Working data:
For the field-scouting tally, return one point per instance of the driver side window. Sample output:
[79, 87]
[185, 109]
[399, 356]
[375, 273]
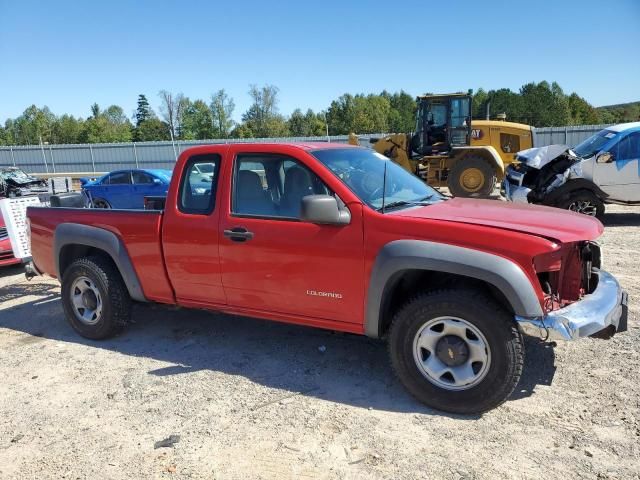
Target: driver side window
[272, 186]
[628, 148]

Exercise prompt: Each line above should be returned exactly as it stands, minus any pictures.

Problem solution:
For the field-scouting tally, return one point per instance of the driver side window. Sample output:
[79, 87]
[185, 109]
[399, 356]
[375, 273]
Target: driver side window
[272, 186]
[628, 148]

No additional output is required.